### Task details
Only the records, repeated exactly, should make up the response.

Records contained in a dataset:
——

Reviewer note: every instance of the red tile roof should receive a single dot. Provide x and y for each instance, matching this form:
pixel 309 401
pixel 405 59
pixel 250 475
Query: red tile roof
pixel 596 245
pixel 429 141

——

### Answer to the exercise
Reviewer note: every instance of the red tile roof should receive a single dot. Provide x and y for each instance, matching this form:
pixel 309 401
pixel 405 59
pixel 250 475
Query: red tile roof
pixel 596 245
pixel 429 141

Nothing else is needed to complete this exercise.